Monday, March 30, 2015

Book review: ‘Still Alice’ by Lisa Genova







Book: Still Alice


Author: Lisa Genova


Publisher: Simon & Schuster


Pages: 345


This compelling debut novel tells the tale of a 50 year old celebrated professor at Harvard who finds herself diagnosed with early on-set Alzheimer’s.


Alice Howland is a cognitive psychology professor at Harvard and a world-renowned expert in linguistics, and the author of a book From Neurons to Nouns. She is married to a medical researcher who adores her. They have three beautiful, successful children, an apartment on the Upper West Side, and a house at the beach. She appears to have it all. Then she gets diagnosed with early on-set Alzheimer’s and with that, her whole life changes.

> **Source material**
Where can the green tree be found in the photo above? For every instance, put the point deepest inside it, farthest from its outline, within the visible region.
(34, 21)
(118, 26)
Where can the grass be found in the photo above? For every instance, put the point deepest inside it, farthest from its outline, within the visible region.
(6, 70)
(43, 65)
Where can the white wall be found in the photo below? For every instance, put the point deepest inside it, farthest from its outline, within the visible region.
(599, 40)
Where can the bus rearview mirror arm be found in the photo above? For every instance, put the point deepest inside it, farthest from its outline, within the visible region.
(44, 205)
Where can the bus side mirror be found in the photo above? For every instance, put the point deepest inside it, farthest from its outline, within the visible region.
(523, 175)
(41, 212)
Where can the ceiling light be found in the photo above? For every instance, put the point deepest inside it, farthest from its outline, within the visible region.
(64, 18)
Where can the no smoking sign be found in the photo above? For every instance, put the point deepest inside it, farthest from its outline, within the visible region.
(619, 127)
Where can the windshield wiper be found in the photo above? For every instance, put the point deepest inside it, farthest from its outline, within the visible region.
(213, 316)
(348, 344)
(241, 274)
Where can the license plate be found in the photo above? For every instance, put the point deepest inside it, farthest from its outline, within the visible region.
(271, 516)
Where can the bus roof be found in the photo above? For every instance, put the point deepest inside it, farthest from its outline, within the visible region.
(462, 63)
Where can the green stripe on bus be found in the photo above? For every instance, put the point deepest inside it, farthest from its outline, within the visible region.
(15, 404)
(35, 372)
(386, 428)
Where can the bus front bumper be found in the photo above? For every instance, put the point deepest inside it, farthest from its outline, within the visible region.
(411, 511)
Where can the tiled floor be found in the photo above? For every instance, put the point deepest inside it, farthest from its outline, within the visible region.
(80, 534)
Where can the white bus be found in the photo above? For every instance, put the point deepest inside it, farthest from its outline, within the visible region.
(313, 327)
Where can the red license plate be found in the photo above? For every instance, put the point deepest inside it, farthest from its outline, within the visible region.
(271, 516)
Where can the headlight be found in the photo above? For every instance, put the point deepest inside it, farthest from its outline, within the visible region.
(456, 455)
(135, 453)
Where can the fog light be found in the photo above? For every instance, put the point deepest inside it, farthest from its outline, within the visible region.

> **Exercise objective**
Can you carry the review of Still Alice further, picking up after its final sentence? These items come from a separate source.

> **Task output**
In Still Alice, you get a look at Alzheimer’s firsthand. You are inside Alice’s head at every step of the way. You follow Alice as she starts grappling with simple problems, forgetting a word mid-speech, populating her sentences with thingy’s, a word she uses to compensate for things she can no longer remember, or forgetting the recipe to a pudding she has made countless times. As Alice’s symptoms get worse, you are drawn into scenes where your heart breaks for Alice as she forgets her daughter, how to lick an ice cream cone, or where the bathroom is in her house.


Alice’s frustration at forgetting words and people is nothing compared to having people avoid her because she is mentally ill. In one poignant scene in the book, Alice wishes she had cancer instead so that she could at least fight it and have people support her through it.